----- DOCUMENT PASSAGE -----
Three years ago, I forced myself to abandon my holier-than-thou griping about social media. I stopped making derogatory remarks about Twitterers and joined the enemy (@RacheldeThame). More than 2,300 tweets later, and with a fledgling Instagram account (racheldethame), I feel less than proud of what, with hindsight, seems a stance based on snobbery and ignorance. For now at least, I’m an evangelising convert, regularly trying to persuade other middle-aged antis to give it a go.
As soon as I signed up, familiar faces popped up to say hello and strangers reassured me that there was a friendly online gardening crowd. They were right: despite seeming the most unlikely bedfellows, gardening (outdoors, older demographic) and social media (indoors, much younger) have made a surprisingly good match, with benefits all round.
The most popular accounts have hundreds of thousands of followers. That’s a lot of people, and gardeners seem to be increasingly hooked, with a vibrant, varied and vociferous crowd of bloggers, tweeters and Instagram addicts. How else would I know what’s coming into flower in Sydney, or see pomegranates being harvested in Kurdistan?
-----
PROBLEMS TO SOLVE
A - Answer these questions about the passage on gardening and social media, one per line:
(i) How many years ago did the writer stop griping about social media?
(ii) How many tweets has the writer posted?
(iii) What crop does the writer mention seeing harvested in Kurdistan?
B - Revise everything from "As soon as I" down to "harvested in Kurdistan?" in the passage on gardening and social media, replacing "bedfellows" with "partners".
----- SUPPLIED DATA -----
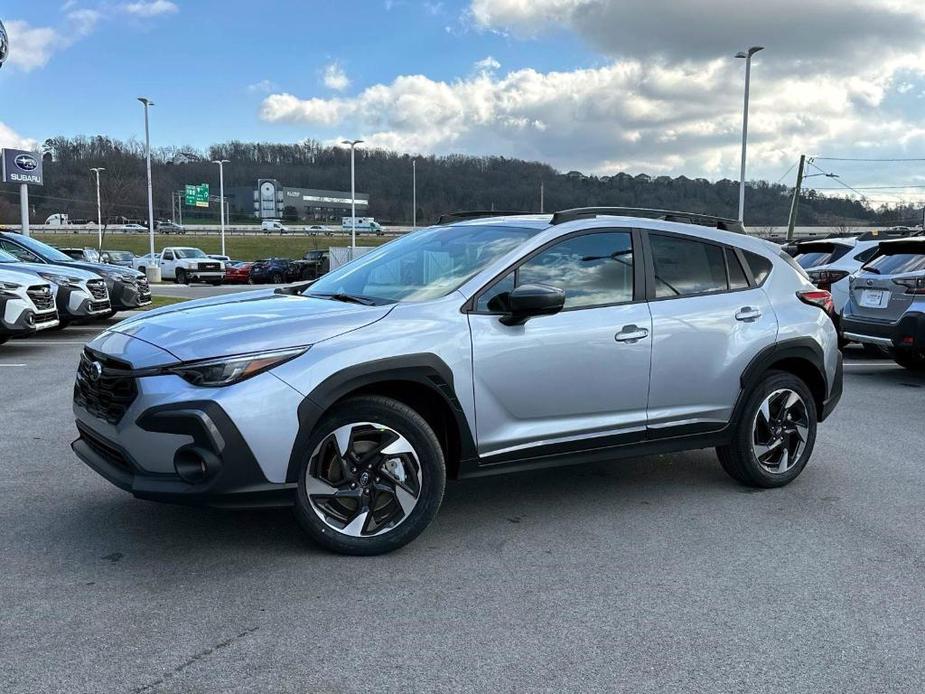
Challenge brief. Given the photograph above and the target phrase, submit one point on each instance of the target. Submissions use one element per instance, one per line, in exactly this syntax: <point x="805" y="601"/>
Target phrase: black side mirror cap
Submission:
-----
ANSWERS TO THE EXERCISES
A -
(i) Three years ago.
(ii) More than 2,300.
(iii) Pomegranates.

B -
As soon as I signed up, familiar faces popped up to say hello and strangers reassured me that there was a friendly online gardening crowd. They were right: despite seeming the most unlikely partners, gardening (outdoors, older demographic) and social media (indoors, much younger) have made a surprisingly good match, with benefits all round.
The most popular accounts have hundreds of thousands of followers. That’s a lot of people, and gardeners seem to be increasingly hooked, with a vibrant, varied and vociferous crowd of bloggers, tweeters and Instagram addicts. How else would I know what’s coming into flower in Sydney, or see pomegranates being harvested in Kurdistan?